Job 1: Extract the passage of the GE-635 discussion thread from "I understand that" to "the info . . .", reproducing it word for word.

[start of Selected extract]

[comp.arch] Info on GE-635

crichmon@digi.lonestar.org (Charles Richmond) (01/30/91)

I have read several posts about the old General Electric 635 mainframe.
Can anyone give more information about this computer?  Specifically:

  1)  What was the word size?
  2)  What character code did it use?
  3)  How many registers did it have?
  4)  How fast could it execute instructions?
  5)  Did it support any form of floating point?
  6)  What languages were available for it?
  7)  Does anyone still have one of these beasts?

Maybe someone can post information from the technical manuals for this
machine.  Is there somewhere that I can get ( or get a look at ) the
hardware reference manual  (principles of operation, for IBM types)?
I understand that Honeywell took over maintenance on this machine after
GE quit the mainframe computer business.  Any Honeywell people out there
know if I can get manuals from Honeywell.

Thanks for the info . . .

-----------------------------------------------------------------------
        Charles Richmond               crichmon@digi.lonestar.org

mark@hubcap.clemson.edu (Mark Smotherman) (01/30/91)

From crichmon@digi.lonestar.org (Charles Richmond):
> I have read several posts about the old General Electric 635 mainframe.
> Can anyone give more information about this computer?  Specifically:

From GE-625/635 Programming Reference Manual, July 1964 (Rev. April 1968,
Rev. July 1969), No. CPB-1004F.

>   1)  What was the word size?
36 bits

>   2)  What character code did it use?
"Alphanumeric data are represented by six-bit or nine-bit characters."
"The character set used is the Computer Equipment Department Standard
Character Set, which is readily convertible to and from the ASCII
character set."

>   3)  How many registers did it have?
Registers accessible to the program:
Accumulator Register		AQ	72 bits
Eight Index Registers (X0..X7)	Xn	18 bits each
Exponent Register		E	8 bits
Base Address Register		BAR	18 bits
Indicator Register		IR	18 bits
Timer Register			TR	24 bits
Instruction Counter		IC	18 bits

>   4)  How fast could it execute instructions?

[end of Selected extract]
[start of Records for the task]

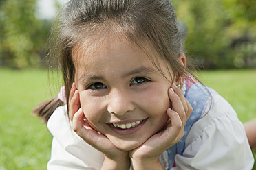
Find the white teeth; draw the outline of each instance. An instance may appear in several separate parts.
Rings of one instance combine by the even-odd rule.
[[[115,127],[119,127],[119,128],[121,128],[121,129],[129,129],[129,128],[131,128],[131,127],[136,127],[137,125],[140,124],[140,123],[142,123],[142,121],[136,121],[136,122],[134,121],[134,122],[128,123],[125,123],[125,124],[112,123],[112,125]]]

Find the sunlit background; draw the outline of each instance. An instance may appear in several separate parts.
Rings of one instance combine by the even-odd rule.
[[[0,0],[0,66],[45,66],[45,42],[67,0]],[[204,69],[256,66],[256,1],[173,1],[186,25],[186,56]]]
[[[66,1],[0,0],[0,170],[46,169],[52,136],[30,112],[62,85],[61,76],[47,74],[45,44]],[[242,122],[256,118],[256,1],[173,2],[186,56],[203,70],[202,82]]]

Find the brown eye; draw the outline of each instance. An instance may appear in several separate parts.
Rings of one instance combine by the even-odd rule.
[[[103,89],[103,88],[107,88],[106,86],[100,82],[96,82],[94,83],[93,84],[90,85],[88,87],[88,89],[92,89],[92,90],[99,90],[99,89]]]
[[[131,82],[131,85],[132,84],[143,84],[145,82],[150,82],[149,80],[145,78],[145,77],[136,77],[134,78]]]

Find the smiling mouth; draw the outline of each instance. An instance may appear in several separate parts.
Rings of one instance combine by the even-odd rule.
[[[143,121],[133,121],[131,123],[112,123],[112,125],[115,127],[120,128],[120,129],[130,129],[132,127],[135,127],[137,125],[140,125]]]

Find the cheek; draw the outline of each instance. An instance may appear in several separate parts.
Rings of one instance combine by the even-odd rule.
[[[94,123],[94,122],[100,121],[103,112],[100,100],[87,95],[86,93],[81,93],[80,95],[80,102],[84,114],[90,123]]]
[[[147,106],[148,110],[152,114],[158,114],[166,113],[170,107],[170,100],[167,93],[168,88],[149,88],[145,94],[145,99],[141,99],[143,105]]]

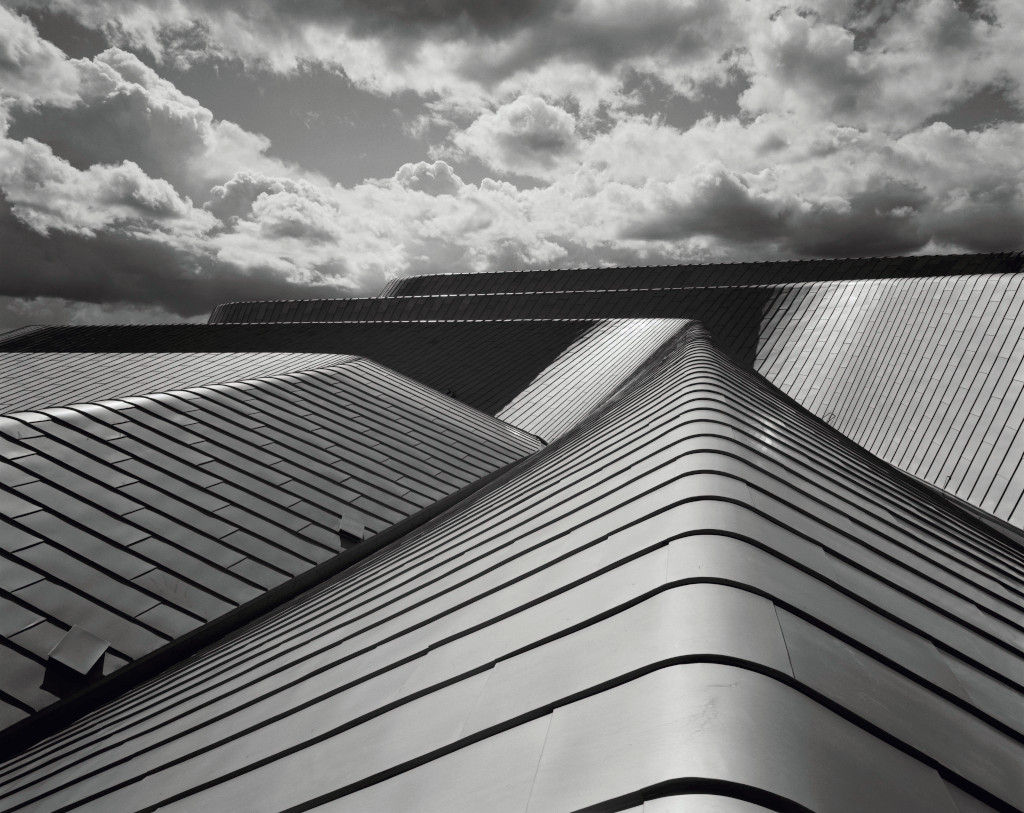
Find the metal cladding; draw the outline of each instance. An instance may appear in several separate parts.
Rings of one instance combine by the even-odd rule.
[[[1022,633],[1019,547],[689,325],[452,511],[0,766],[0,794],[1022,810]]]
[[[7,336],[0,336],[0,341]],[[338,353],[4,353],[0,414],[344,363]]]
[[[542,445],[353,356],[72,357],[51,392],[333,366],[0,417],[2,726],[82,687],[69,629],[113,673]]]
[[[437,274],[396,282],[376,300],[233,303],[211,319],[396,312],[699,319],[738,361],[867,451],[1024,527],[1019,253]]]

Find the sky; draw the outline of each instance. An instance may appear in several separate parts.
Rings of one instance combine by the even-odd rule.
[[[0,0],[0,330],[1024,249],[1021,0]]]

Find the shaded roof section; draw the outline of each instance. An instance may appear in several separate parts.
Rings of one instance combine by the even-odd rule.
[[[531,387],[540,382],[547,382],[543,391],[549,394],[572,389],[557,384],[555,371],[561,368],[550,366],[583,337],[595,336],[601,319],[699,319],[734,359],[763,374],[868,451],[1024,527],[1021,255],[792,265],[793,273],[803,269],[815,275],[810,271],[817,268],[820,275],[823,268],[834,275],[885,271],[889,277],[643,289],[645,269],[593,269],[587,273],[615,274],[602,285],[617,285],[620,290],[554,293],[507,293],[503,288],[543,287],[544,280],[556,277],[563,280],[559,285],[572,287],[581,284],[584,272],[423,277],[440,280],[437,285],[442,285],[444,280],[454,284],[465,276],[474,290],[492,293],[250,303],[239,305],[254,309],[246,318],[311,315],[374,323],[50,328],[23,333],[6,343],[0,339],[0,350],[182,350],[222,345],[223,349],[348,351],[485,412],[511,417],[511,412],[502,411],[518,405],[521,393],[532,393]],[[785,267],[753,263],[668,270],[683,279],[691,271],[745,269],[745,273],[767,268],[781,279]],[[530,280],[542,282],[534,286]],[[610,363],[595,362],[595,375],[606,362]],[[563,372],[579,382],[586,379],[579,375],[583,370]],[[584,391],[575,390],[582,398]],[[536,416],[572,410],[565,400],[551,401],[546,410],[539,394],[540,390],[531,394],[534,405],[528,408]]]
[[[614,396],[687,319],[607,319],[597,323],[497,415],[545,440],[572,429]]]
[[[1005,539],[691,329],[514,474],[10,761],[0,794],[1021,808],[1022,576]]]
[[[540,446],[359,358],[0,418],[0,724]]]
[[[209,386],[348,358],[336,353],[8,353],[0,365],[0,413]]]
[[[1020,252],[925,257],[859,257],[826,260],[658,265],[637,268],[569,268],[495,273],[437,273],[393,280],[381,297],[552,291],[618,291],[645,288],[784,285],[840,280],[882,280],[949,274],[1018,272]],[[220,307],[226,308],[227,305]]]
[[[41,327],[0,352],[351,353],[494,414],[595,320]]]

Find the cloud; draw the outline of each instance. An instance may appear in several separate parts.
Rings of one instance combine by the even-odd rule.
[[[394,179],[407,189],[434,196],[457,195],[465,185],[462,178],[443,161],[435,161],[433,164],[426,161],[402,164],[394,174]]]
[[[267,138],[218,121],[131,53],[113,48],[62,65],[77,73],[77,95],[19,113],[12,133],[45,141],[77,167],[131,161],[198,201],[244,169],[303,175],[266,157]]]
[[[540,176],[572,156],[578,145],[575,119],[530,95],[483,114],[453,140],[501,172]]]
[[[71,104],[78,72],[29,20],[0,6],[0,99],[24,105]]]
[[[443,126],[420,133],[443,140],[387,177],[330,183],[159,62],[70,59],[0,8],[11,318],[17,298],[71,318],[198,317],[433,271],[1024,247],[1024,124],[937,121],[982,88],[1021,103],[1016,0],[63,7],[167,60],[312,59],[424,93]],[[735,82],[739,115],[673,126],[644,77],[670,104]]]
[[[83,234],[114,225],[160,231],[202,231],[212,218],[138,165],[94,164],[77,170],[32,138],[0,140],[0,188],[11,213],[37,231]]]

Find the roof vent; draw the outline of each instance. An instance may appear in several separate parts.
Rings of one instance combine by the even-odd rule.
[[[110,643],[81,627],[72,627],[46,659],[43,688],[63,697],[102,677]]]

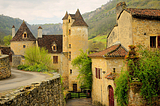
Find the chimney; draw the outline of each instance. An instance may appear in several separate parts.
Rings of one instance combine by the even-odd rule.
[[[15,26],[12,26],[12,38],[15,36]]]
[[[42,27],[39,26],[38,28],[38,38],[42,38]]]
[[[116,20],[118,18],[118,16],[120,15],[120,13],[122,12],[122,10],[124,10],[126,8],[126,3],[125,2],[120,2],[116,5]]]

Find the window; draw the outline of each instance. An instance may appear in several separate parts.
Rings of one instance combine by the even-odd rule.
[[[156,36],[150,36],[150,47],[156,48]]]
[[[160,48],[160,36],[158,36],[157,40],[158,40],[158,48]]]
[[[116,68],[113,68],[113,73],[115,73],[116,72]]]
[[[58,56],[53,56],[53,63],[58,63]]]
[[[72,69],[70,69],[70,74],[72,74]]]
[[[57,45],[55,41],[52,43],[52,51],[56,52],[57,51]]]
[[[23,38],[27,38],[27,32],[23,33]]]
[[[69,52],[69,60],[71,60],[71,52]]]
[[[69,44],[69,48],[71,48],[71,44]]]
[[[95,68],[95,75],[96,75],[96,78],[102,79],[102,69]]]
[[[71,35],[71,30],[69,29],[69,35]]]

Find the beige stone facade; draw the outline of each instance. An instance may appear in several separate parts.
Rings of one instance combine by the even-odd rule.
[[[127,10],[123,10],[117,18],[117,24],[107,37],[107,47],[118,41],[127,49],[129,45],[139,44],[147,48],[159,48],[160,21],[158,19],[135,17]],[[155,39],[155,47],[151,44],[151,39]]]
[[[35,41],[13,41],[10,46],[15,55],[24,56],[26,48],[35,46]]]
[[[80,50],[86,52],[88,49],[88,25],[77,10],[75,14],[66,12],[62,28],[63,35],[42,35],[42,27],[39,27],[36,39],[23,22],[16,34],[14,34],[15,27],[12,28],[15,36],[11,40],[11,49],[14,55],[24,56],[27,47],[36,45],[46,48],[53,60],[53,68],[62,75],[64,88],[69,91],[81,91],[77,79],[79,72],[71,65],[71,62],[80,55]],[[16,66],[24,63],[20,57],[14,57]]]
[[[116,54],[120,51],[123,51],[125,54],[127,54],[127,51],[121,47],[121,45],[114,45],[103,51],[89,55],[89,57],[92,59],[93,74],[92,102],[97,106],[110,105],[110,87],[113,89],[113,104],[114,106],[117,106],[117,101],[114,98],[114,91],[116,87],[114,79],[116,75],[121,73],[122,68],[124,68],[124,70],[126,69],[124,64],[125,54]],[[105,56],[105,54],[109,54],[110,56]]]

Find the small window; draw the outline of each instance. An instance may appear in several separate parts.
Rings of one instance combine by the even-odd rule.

[end of Records for the task]
[start of Records for the task]

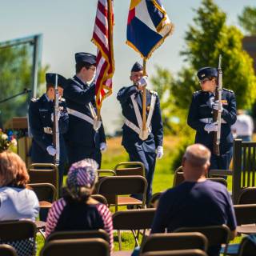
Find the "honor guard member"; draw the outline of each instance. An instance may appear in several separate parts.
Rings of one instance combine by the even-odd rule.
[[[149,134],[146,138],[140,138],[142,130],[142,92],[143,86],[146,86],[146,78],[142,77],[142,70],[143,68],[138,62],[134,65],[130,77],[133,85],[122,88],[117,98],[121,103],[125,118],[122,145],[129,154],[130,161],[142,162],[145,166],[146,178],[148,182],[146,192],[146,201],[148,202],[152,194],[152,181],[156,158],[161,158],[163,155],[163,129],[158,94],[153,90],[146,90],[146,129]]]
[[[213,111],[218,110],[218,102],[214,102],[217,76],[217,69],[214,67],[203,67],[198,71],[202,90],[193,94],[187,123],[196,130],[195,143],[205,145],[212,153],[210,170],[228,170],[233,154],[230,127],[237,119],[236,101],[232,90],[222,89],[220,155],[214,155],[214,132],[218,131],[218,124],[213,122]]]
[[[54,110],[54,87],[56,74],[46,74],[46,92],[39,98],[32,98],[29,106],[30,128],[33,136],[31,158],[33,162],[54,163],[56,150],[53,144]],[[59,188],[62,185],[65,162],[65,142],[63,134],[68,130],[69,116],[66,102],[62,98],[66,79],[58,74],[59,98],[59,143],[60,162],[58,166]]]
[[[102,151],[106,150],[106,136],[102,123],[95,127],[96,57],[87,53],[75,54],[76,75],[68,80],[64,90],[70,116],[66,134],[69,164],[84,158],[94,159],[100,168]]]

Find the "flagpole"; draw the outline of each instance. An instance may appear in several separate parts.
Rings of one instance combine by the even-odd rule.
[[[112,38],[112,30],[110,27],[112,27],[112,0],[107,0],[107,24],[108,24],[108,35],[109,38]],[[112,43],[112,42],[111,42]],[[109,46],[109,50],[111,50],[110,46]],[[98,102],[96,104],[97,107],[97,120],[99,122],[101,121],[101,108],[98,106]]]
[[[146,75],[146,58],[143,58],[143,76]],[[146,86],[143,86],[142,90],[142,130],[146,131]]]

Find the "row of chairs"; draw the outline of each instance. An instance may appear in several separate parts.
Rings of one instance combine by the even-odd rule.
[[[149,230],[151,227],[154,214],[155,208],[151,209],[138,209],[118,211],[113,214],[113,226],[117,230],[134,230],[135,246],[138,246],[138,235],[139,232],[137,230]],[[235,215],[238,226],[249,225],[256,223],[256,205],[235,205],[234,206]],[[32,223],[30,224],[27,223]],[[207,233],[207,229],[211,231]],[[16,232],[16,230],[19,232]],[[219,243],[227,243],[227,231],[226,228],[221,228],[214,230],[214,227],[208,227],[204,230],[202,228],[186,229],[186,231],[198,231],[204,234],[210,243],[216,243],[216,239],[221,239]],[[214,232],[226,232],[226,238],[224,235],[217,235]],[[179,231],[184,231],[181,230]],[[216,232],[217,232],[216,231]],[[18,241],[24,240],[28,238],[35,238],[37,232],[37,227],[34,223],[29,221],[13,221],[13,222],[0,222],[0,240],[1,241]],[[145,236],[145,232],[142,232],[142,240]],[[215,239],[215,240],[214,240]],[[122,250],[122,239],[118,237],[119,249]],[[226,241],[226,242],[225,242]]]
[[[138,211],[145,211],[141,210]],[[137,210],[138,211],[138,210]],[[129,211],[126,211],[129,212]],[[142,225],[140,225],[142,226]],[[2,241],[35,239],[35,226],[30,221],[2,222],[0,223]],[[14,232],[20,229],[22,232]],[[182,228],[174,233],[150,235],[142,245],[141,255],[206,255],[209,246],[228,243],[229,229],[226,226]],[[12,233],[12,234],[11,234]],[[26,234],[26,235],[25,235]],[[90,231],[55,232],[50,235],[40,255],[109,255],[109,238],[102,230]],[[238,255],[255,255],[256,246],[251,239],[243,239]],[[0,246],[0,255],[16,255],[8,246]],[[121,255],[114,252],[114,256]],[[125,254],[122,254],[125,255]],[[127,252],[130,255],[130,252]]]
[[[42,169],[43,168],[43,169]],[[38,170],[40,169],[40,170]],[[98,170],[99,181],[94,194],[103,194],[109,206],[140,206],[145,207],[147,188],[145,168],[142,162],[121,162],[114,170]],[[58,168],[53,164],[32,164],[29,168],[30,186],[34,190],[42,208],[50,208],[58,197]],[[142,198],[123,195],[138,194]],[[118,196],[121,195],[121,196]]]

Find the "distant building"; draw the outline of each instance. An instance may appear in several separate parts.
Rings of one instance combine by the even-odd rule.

[end of Records for the task]

Job 2: Copy the stored entries from the line with "Find the window;" to the line with "[[[71,35],[71,30],[69,29],[69,35]]]", both lines included, and reproduce them unchanged.

Right answer 1:
I understand that Honeywell took over maintenance on this machine after
GE quit the mainframe computer business.  Any Honeywell people out there
know if I can get manuals from Honeywell.

Thanks for the info . . .

Right answer 2:
Find the window; draw the outline of each instance. An instance may appear in several separate parts.
Rings of one instance combine by the even-odd rule.
[[[156,36],[150,36],[150,47],[156,48]]]
[[[160,48],[160,36],[158,36],[157,40],[158,40],[158,48]]]
[[[116,68],[113,68],[113,73],[115,73],[116,72]]]
[[[58,56],[53,56],[53,63],[58,63]]]
[[[72,69],[70,69],[70,74],[72,74]]]
[[[57,45],[55,41],[52,43],[52,51],[56,52],[57,51]]]
[[[23,38],[27,38],[27,32],[23,33]]]
[[[69,52],[69,60],[71,60],[71,52]]]
[[[69,44],[69,48],[71,48],[71,44]]]
[[[95,68],[95,75],[96,75],[96,78],[102,79],[102,69]]]
[[[71,35],[71,30],[69,29],[69,35]]]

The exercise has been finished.